# [TO DO]
Reproduce word for word every line of the records below, starting at the line that contains "Where can the hydrangea" and continuing through the end of the records, with both of those lines included.

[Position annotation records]
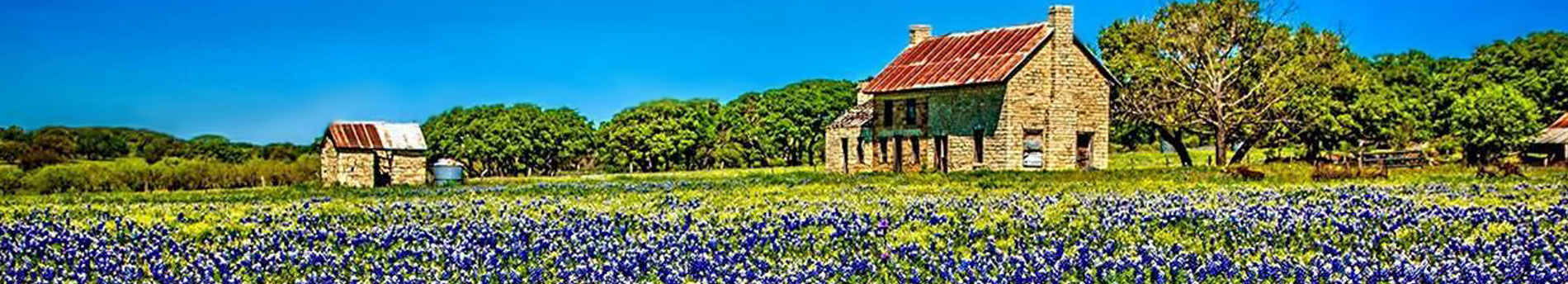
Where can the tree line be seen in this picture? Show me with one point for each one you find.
(109, 159)
(1226, 73)
(773, 127)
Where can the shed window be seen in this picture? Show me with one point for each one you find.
(883, 144)
(979, 139)
(860, 151)
(886, 113)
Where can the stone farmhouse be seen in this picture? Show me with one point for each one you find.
(374, 154)
(1024, 97)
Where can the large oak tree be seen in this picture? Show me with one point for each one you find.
(1222, 69)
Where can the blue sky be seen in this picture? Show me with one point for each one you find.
(281, 69)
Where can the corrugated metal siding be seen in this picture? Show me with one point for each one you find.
(961, 59)
(376, 135)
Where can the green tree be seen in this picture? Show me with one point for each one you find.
(153, 151)
(1222, 69)
(512, 140)
(660, 135)
(1536, 64)
(1424, 88)
(219, 148)
(13, 134)
(1493, 121)
(782, 125)
(101, 144)
(282, 151)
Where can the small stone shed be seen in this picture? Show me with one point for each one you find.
(374, 154)
(1023, 97)
(1552, 142)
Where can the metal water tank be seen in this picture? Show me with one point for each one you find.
(447, 172)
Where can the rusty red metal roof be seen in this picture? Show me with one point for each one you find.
(1562, 123)
(960, 59)
(855, 116)
(375, 135)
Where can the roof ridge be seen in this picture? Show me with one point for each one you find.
(988, 31)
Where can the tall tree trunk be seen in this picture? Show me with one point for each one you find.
(1175, 142)
(1240, 154)
(1221, 159)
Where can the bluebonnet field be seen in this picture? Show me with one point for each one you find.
(796, 230)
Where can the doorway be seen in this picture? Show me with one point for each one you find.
(844, 149)
(381, 168)
(1085, 149)
(897, 154)
(940, 154)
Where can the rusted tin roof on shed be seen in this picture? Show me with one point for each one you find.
(855, 116)
(1554, 134)
(960, 59)
(375, 135)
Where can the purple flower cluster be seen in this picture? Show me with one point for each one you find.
(1339, 234)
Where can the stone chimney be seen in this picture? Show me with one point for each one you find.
(1062, 19)
(919, 33)
(860, 93)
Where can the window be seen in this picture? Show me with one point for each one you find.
(883, 144)
(886, 113)
(860, 151)
(844, 149)
(979, 144)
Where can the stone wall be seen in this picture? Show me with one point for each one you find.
(347, 167)
(1056, 96)
(360, 167)
(1062, 94)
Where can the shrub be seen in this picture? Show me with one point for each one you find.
(168, 174)
(10, 179)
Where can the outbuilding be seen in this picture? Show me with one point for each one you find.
(374, 154)
(1552, 142)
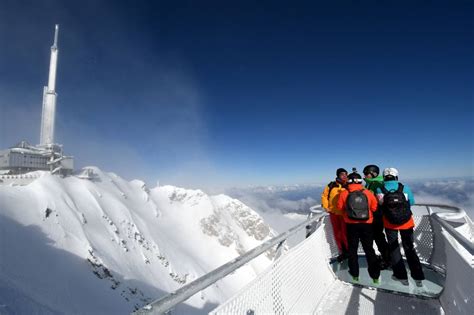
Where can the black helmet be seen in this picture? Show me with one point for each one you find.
(373, 170)
(354, 178)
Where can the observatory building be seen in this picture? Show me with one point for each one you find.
(47, 155)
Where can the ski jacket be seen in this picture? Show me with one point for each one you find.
(393, 185)
(341, 203)
(329, 200)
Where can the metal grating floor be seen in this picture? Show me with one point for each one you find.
(344, 298)
(432, 285)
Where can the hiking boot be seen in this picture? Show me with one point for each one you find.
(402, 281)
(383, 264)
(341, 257)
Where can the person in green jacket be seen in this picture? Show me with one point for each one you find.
(373, 181)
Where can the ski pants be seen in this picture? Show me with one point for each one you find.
(362, 232)
(339, 230)
(398, 266)
(379, 236)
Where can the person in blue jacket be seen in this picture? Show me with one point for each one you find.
(405, 228)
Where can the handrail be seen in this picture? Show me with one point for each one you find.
(441, 218)
(166, 303)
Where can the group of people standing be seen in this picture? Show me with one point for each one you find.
(363, 213)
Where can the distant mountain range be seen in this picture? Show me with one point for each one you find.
(299, 198)
(103, 245)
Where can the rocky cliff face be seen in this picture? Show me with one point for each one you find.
(119, 244)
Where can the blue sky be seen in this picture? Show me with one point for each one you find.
(217, 94)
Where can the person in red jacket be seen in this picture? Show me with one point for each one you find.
(358, 204)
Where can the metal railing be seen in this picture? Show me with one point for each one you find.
(166, 303)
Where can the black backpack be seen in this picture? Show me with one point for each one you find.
(357, 206)
(395, 207)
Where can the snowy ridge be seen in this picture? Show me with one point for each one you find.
(106, 245)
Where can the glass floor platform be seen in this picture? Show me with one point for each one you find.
(431, 286)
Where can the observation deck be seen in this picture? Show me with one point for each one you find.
(307, 280)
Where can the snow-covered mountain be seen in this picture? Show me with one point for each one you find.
(103, 245)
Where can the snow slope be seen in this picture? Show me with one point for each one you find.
(108, 246)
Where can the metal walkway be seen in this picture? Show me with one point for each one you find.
(344, 298)
(304, 281)
(431, 286)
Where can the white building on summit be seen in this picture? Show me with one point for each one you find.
(23, 157)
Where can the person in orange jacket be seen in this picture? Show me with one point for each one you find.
(357, 204)
(329, 203)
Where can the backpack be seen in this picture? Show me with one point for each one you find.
(396, 207)
(357, 206)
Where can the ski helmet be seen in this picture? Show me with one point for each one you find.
(354, 178)
(339, 171)
(390, 173)
(371, 169)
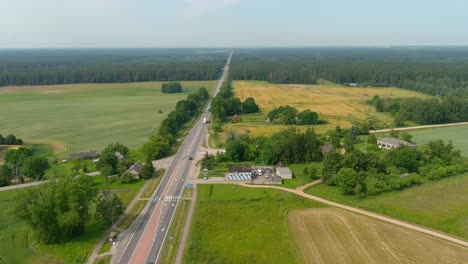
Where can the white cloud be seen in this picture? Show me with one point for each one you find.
(193, 8)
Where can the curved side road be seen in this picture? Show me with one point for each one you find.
(367, 213)
(417, 127)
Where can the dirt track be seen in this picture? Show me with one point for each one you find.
(331, 235)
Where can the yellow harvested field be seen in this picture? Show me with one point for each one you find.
(330, 235)
(338, 105)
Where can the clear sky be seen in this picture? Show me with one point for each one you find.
(231, 23)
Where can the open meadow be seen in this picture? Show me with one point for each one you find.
(338, 105)
(234, 224)
(15, 235)
(440, 205)
(331, 235)
(82, 117)
(456, 134)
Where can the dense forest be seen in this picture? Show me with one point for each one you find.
(30, 67)
(434, 70)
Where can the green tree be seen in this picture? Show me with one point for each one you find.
(35, 167)
(249, 106)
(347, 180)
(331, 165)
(371, 139)
(108, 205)
(148, 170)
(126, 177)
(57, 211)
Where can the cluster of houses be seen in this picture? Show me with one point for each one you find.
(134, 170)
(259, 174)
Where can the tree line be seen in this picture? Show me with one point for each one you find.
(429, 111)
(10, 140)
(160, 143)
(171, 87)
(43, 67)
(288, 115)
(436, 71)
(225, 103)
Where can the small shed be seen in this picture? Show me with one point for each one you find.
(112, 236)
(389, 143)
(84, 155)
(284, 173)
(136, 169)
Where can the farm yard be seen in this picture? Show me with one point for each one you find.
(234, 224)
(338, 105)
(440, 205)
(82, 117)
(330, 235)
(456, 134)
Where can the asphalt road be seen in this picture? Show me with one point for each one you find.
(147, 237)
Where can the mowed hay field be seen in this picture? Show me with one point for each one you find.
(440, 205)
(331, 235)
(81, 117)
(234, 224)
(336, 104)
(456, 134)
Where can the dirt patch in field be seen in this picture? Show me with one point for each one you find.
(332, 235)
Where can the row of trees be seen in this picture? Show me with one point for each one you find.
(160, 143)
(226, 104)
(10, 140)
(288, 146)
(22, 163)
(171, 87)
(368, 173)
(431, 70)
(288, 115)
(422, 110)
(106, 66)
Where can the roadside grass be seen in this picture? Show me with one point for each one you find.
(103, 260)
(83, 117)
(299, 178)
(171, 245)
(134, 212)
(234, 224)
(74, 251)
(153, 183)
(456, 134)
(440, 205)
(338, 105)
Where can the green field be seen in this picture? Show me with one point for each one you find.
(81, 117)
(440, 205)
(234, 224)
(75, 251)
(457, 134)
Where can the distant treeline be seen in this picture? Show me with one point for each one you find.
(41, 67)
(172, 87)
(160, 144)
(424, 111)
(10, 140)
(436, 71)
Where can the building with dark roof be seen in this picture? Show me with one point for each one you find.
(390, 143)
(135, 170)
(84, 155)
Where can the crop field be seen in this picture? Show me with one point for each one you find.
(234, 224)
(338, 105)
(456, 134)
(440, 205)
(82, 117)
(331, 235)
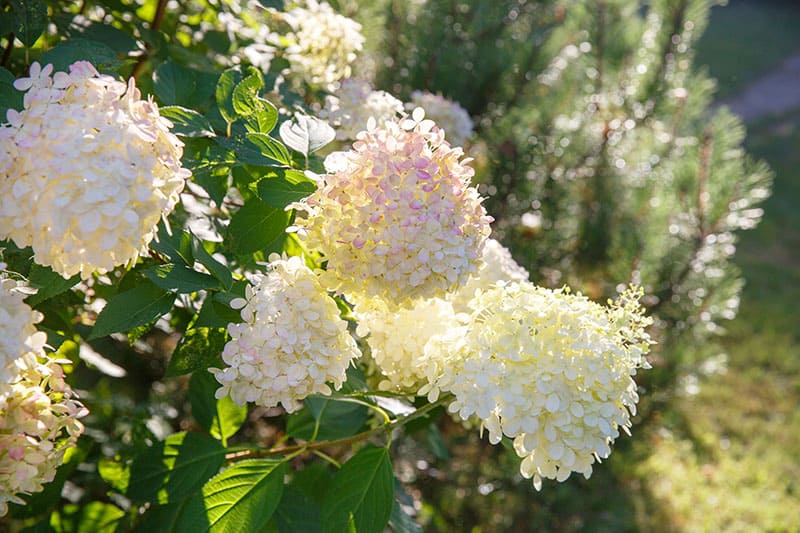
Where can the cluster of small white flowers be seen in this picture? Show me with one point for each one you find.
(88, 170)
(497, 265)
(353, 105)
(397, 338)
(447, 114)
(292, 340)
(18, 332)
(396, 217)
(323, 44)
(549, 369)
(38, 423)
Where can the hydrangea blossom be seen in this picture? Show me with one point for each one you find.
(88, 169)
(447, 114)
(38, 423)
(18, 333)
(323, 44)
(397, 338)
(547, 368)
(497, 265)
(396, 217)
(354, 103)
(292, 340)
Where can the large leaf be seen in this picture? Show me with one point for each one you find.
(199, 349)
(306, 134)
(361, 494)
(336, 418)
(187, 122)
(244, 497)
(282, 187)
(171, 470)
(136, 307)
(222, 418)
(180, 278)
(255, 226)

# [RIGHT ANSWER]
Where can the hydrangea blossom be seen in this picture? Show me with one point for each one you find.
(88, 169)
(447, 114)
(38, 423)
(18, 333)
(323, 44)
(397, 338)
(547, 368)
(497, 265)
(396, 217)
(354, 103)
(292, 340)
Where can the large leaf be seen in this picture? Show me with one point for each one you find.
(199, 349)
(306, 134)
(361, 494)
(336, 418)
(187, 122)
(244, 497)
(282, 187)
(171, 470)
(136, 307)
(222, 418)
(180, 278)
(255, 226)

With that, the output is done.